Saved data entries
▬▬▬▬▬▬▬▬▬▬
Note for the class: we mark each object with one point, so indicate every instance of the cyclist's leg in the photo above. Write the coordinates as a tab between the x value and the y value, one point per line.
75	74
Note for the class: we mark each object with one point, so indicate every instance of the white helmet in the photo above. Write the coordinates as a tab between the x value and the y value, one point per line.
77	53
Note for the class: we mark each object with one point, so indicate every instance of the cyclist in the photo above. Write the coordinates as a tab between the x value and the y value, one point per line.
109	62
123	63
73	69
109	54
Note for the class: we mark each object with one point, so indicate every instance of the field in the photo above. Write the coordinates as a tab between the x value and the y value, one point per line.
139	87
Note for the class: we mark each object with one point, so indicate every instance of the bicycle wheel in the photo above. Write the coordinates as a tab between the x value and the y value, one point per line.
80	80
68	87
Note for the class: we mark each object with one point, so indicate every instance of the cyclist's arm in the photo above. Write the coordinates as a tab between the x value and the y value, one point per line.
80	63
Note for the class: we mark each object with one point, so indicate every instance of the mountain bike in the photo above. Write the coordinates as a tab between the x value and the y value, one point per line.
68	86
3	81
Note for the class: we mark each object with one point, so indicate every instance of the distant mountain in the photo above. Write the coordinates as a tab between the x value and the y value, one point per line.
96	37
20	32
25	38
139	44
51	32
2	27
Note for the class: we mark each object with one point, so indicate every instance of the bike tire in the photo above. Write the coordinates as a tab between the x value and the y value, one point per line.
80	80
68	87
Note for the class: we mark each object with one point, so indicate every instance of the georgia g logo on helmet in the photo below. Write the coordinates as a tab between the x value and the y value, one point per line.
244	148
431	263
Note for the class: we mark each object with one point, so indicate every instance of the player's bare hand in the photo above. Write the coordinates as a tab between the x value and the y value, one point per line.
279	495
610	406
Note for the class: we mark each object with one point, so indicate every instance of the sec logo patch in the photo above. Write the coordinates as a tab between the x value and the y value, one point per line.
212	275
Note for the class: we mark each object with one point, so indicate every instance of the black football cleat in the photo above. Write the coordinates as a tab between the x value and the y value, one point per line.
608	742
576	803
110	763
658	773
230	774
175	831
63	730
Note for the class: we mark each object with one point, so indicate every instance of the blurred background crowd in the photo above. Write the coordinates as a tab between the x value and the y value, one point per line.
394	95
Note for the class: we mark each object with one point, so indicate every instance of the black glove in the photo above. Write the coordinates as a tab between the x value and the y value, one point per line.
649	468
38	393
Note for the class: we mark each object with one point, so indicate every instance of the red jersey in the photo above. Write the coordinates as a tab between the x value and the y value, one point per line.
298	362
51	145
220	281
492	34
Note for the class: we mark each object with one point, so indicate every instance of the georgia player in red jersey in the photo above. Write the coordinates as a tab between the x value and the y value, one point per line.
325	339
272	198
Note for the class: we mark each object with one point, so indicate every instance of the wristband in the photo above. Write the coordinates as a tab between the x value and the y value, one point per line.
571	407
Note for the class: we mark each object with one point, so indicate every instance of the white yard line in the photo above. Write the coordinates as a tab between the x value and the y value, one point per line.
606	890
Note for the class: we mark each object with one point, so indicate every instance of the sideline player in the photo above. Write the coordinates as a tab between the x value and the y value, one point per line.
▬▬▬▬▬▬▬▬▬▬
● **EXERCISE**:
Copy all of the records above, reproducing every line verbatim.

● **ANSWER FOR THIS EXERCISE**:
Note for the class: we mark each object with one point, so indicate every instance of the cyclist's leg in the photo above. Write the coordinates as a tab between the x value and the y value, one point per line.
75	74
Note for the class: we mark each object with one point, so indicate every instance of the white helmet in the photo above. Write the coordinates as a tab between the x value and the y value, one point per line.
77	53
Note for the class: we mark each object with one point, so indicate every instance of the cyclist in the photo above. Write the coordinates as a tab between the x value and the y value, one point per line.
109	62
123	63
73	69
109	54
Note for the class: we mark each object with one point, so indicate every instance of the field in the photo above. Write the coordinates as a tab between the x value and the y value, one point per line.
139	87
Note for the class: we mark each object with one point, so indicate every instance of the bicycle wheel in the photo above. Write the coordinates as a tab between the x value and the y value, one point per line.
80	80
68	87
Note for the class: we mark each object with one point, so indicate every instance of the cyclist's arm in the photo above. Write the coordinates as a tab between the x value and the y value, one point per line.
80	63
Note for the class: we mark each object with one point, so indicate every instance of the mountain bike in the photo above. Write the coordinates as a tab between the x value and the y value, one point per line.
68	86
3	81
Note for the class: we mark each object with one point, so indicate every instance of the distant mountain in the photo above. Write the coordinates as a tab between the x value and the y value, one point per line.
96	37
20	32
25	38
139	44
51	32
2	27
Note for the class: we mark each object with one point, so indicate every instance of the bike tire in the photo above. Write the coordinates as a tab between the x value and the y value, one point per line.
80	80
68	87
Note for the class: we mark each object with one point, so indicate every instance of the georgia g logo on helmet in the photo below. Write the coordinates as a tab between the x value and the y value, one point per line.
244	148
431	263
Note for the class: we mark each object with one point, so indicate every instance of the player's bare hand in the photo above. Write the coordinates as a tab between the x value and the y value, one point per line.
279	495
610	406
Note for the class: we mark each object with one point, so indicate every instance of the sec logo patch in the photo above. Write the coordinates as a tab between the x value and the y value, one point per line.
212	275
Note for the class: we mark each object with one point, so indicate every instance of the black football cleat in the photo above. Write the coordinates as a tab between the x value and the y value, one point per line.
608	742
576	803
110	763
658	773
230	774
175	831
63	730
Note for the class: we mark each object with one point, so indicate every instance of the blurred background crowd in the photo above. Write the coordinates as a tab between the x value and the y value, one point per line.
394	95
Note for the class: we mark each object with one point, so indicate every instance of the black glove in the photo above. Write the coordinates as a tab between the x value and the y value, one point per line.
649	468
38	393
Note for the class: we mark each object with one point, so indicate every instance of the red jersey in the photo above. Write the coordinates as a tab between the x value and the y value, one point per line.
298	362
51	145
220	281
492	34
Note for the class: we mark each object with one point, so indicate every instance of the georgia player in red jersey in the photo above. Write the coordinates as a tab between the x value and the y value, one point per line.
325	339
272	198
Note for the class: we mark each object with one point, so indicate every instance of the wristband in the photo above. Write the coordinates as a tab between the x value and the y value, one point per line.
571	407
Note for the class: we mark each object with one point, so indicate every instance of the white yard line in the photo above. Write the coordinates as a tab between the x value and the y value, one point per line.
606	890
Note for the class: we mark each object with one point, so indicate every instance of the sideline player in the photo above. Write the coordinates as a tab between the x value and the y value, one point per line.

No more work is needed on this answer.